## [Written request]
Extract the records in full, leaving every picture out.

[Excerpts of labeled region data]
══════════════════════════════

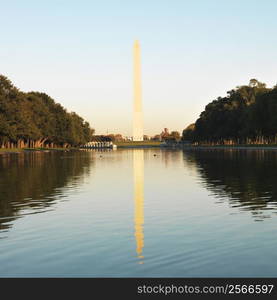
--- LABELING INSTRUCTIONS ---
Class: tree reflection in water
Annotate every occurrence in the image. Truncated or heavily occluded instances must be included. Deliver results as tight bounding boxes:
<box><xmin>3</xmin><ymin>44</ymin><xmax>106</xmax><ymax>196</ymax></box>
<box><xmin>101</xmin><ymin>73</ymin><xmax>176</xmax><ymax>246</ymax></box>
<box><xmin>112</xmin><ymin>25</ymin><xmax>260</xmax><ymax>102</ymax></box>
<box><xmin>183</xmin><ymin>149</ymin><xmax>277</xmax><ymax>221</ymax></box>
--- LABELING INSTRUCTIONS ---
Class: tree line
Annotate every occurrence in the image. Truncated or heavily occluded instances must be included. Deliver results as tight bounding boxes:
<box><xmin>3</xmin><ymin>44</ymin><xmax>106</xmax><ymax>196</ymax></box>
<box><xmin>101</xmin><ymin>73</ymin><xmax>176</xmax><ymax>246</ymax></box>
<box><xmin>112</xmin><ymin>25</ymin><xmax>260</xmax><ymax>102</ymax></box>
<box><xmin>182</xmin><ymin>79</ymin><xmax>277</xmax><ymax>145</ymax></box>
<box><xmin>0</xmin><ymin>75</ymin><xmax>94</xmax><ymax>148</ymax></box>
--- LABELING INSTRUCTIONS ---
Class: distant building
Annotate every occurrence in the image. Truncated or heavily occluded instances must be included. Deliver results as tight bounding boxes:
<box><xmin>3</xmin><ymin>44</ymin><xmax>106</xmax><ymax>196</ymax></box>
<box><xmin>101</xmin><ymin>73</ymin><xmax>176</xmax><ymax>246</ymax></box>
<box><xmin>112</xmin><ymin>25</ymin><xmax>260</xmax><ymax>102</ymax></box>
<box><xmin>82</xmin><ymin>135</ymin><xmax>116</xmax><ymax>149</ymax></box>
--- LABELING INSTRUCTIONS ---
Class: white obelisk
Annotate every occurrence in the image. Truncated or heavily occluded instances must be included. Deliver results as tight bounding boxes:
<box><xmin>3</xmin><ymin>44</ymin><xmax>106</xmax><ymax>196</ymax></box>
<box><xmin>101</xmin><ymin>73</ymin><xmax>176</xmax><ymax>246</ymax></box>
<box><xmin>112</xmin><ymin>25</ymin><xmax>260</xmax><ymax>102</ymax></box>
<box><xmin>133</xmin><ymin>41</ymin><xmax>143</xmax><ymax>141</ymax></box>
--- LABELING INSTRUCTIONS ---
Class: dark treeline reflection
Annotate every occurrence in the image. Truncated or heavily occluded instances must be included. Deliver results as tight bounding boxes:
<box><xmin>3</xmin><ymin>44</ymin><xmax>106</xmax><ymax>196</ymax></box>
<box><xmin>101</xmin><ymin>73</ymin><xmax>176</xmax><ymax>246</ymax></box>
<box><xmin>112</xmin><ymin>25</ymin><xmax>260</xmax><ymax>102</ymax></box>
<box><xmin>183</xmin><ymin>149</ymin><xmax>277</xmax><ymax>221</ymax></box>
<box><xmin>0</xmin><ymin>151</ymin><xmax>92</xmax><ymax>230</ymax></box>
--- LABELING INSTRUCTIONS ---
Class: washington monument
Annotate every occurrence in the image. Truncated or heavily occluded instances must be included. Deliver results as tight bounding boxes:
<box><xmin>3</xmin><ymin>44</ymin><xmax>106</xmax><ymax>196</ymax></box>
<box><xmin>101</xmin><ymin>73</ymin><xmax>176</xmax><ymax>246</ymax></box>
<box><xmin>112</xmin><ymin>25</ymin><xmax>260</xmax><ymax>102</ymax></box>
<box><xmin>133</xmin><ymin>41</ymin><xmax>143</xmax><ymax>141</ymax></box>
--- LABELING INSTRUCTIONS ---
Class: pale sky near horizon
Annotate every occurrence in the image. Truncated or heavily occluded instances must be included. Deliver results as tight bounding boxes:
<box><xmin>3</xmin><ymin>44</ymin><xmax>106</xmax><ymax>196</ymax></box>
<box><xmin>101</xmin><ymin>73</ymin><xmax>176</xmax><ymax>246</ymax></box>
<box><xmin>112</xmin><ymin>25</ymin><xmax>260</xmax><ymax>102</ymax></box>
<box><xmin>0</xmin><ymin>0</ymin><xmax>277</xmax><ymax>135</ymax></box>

══════════════════════════════

## [Answer to this problem]
--- LABELING INSTRUCTIONS ---
Class: tree reflection in water
Annotate every occurrence in the image. Truncated or heavily occluded instances must be included. Deliver results as tight bounding boxes:
<box><xmin>3</xmin><ymin>44</ymin><xmax>106</xmax><ymax>196</ymax></box>
<box><xmin>101</xmin><ymin>73</ymin><xmax>176</xmax><ymax>246</ymax></box>
<box><xmin>112</xmin><ymin>25</ymin><xmax>260</xmax><ymax>102</ymax></box>
<box><xmin>183</xmin><ymin>149</ymin><xmax>277</xmax><ymax>221</ymax></box>
--- LABELING INSTRUCTIONS ---
Class: tree line
Annotate every occurrence in the image. Truncated or heavily occluded instances must be included. Deliver results as tight bounding boxes:
<box><xmin>3</xmin><ymin>44</ymin><xmax>106</xmax><ymax>196</ymax></box>
<box><xmin>101</xmin><ymin>73</ymin><xmax>176</xmax><ymax>246</ymax></box>
<box><xmin>112</xmin><ymin>25</ymin><xmax>260</xmax><ymax>102</ymax></box>
<box><xmin>182</xmin><ymin>79</ymin><xmax>277</xmax><ymax>145</ymax></box>
<box><xmin>0</xmin><ymin>75</ymin><xmax>94</xmax><ymax>148</ymax></box>
--- LABELING INSTRUCTIONS ---
Class: distant building
Annotate every occurrence in the image. Truncated or heavily occluded instances must be included. Deliver results as tight bounding boxes:
<box><xmin>3</xmin><ymin>44</ymin><xmax>106</xmax><ymax>196</ymax></box>
<box><xmin>101</xmin><ymin>73</ymin><xmax>176</xmax><ymax>246</ymax></box>
<box><xmin>112</xmin><ymin>25</ymin><xmax>260</xmax><ymax>102</ymax></box>
<box><xmin>82</xmin><ymin>135</ymin><xmax>116</xmax><ymax>149</ymax></box>
--- LABELING INSTRUCTIONS ---
Class: white obelisk
Annotate every occurrence in the image. Truncated or heavily occluded instances must be included. Deliver results as tight bounding boxes:
<box><xmin>3</xmin><ymin>44</ymin><xmax>106</xmax><ymax>196</ymax></box>
<box><xmin>101</xmin><ymin>73</ymin><xmax>176</xmax><ymax>246</ymax></box>
<box><xmin>112</xmin><ymin>25</ymin><xmax>260</xmax><ymax>102</ymax></box>
<box><xmin>133</xmin><ymin>41</ymin><xmax>143</xmax><ymax>141</ymax></box>
--- LABELING INSTRUCTIONS ---
Class: dark treeline reflection
Annotate every occurrence in the image. Truncated or heavily occluded instances must be included. Deliver results as tight bounding boxes:
<box><xmin>3</xmin><ymin>44</ymin><xmax>106</xmax><ymax>196</ymax></box>
<box><xmin>101</xmin><ymin>73</ymin><xmax>176</xmax><ymax>246</ymax></box>
<box><xmin>112</xmin><ymin>25</ymin><xmax>260</xmax><ymax>102</ymax></box>
<box><xmin>183</xmin><ymin>149</ymin><xmax>277</xmax><ymax>221</ymax></box>
<box><xmin>0</xmin><ymin>151</ymin><xmax>92</xmax><ymax>230</ymax></box>
--- LABELING INSTRUCTIONS ---
Class: washington monument
Annotate every occurrence in the image. Truncated or heavily occluded instances must be included. Deliver results as tight bounding boxes:
<box><xmin>3</xmin><ymin>44</ymin><xmax>106</xmax><ymax>196</ymax></box>
<box><xmin>101</xmin><ymin>73</ymin><xmax>176</xmax><ymax>246</ymax></box>
<box><xmin>112</xmin><ymin>25</ymin><xmax>260</xmax><ymax>102</ymax></box>
<box><xmin>133</xmin><ymin>41</ymin><xmax>143</xmax><ymax>141</ymax></box>
--- LABELING INSTRUCTIONS ---
Class: pale sky near horizon
Annotate every occurrence in the image. Truncated or heavily occluded instances must be included. Deliver results as tight bounding boxes:
<box><xmin>3</xmin><ymin>44</ymin><xmax>106</xmax><ymax>196</ymax></box>
<box><xmin>101</xmin><ymin>73</ymin><xmax>176</xmax><ymax>246</ymax></box>
<box><xmin>112</xmin><ymin>25</ymin><xmax>260</xmax><ymax>102</ymax></box>
<box><xmin>0</xmin><ymin>0</ymin><xmax>277</xmax><ymax>135</ymax></box>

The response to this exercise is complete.